◆ **Apply what you read**:
a) Answer these questions about the imageless MR summary:
(i) Which two fast acquisition modes were evaluated?
(ii) In what kind of simulated scenario were they evaluated?
(iii) In what settings does the summary suggest IMRD could enable rapid screening and monitoring?
b) Please extend the imageless MR summary from its final sentence.
*** Given text Section Begins ***
An imageless magnetic resonance framework for fast and cost-effective decision-making
Alba González-Cebrián, Pablo García-Cristóbal, Fernando Galve, Efe Ilıcak, Viktor Van Der Valk, Marius Staring, Andrew Webb, Joseba Alonso
TL;DR
This work reframes MR data analysis from image reconstruction to direct interpretation of time-domain MR signals, enabling fast, low-cost decision-making with imageless MR by using optimized, low-resource sequences and pattern-recognition. In a simulated MS-lesion scenario, two fast acquisition modes (single-spoke and gradientless) were evaluated with 1D CNNs and physics-informed baselines (ART/DE), achieving high discrimination and volume-estimation performance ($AUC \approx 0.95$, $R^2 \approx 0.99$ for ideal data) and demonstrating robustness to noise and relaxation-time variability. The results suggest IMRD can enable rapid screening and monitoring in resource-limited settings, though real-world validation across modalities and lesions is needed. The framework emphasizes task-specific sequence design, minimal hardware, and a direct diagnostic signal, potentially broadening MR accessibility for triage and point-of-care use.
*** Given text Section Ends ***
*** Material supplied Section Begins ***
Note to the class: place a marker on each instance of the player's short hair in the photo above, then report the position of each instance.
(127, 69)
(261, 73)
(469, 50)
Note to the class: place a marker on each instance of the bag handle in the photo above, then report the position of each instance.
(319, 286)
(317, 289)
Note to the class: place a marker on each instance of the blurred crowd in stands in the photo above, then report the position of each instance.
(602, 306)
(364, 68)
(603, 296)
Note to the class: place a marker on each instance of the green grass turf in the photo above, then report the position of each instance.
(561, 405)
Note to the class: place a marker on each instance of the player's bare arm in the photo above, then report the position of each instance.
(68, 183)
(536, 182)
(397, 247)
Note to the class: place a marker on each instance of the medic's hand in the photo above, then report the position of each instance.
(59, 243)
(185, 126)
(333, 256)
*** Material supplied Section Ends ***
*** Material supplied Section Begins ***
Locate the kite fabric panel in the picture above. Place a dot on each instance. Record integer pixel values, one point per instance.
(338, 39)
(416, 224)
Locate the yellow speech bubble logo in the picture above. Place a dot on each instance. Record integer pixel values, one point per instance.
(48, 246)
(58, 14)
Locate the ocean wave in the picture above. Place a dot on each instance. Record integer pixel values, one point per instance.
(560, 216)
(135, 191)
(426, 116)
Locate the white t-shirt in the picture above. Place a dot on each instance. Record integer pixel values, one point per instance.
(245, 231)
*** Material supplied Section Ends ***
◆ **Responses**:
a)
(i) Single-spoke and gradientless
(ii) A simulated MS-lesion scenario
(iii) Resource-limited settings

b)
Abstract
Magnetic Resonance Imaging (MRI) is the gold standard in countless diagnostic procedures, yet hardware complexity, long scans, and cost preclude rapid screening and point-of-care use. We introduce Imageless Magnetic Resonance Diagnosis (IMRD), a framework that bypasses k-space sampling and image reconstruction by analyzing raw one-dimensional MR signals. We identify potentially impactful embodiments where IMRD requires only optimized pulse sequences for time-domain contrast, minimal low-field hardware, and pattern recognition algorithms to answer clinical closed queries and quantify lesion burden. As a proof of concept, we simulate multiple sclerosis lesions in silico within brain phantoms and deploy two extremely fast protocols (approximately 3 s), with and without spatial information. A 1D convolutional neural network achieves AUC close to 0.95 for lesion detection and R2 close to 0.99 for volume estimation. We also perform robustness tests under reduced signal-to-noise ratio, partial signal omission, and relaxation-time variability. By reframing MR signals as direct diagnostic metrics, IMRD paves the way for fast, low-cost MR screening and monitoring in resource-limited environments.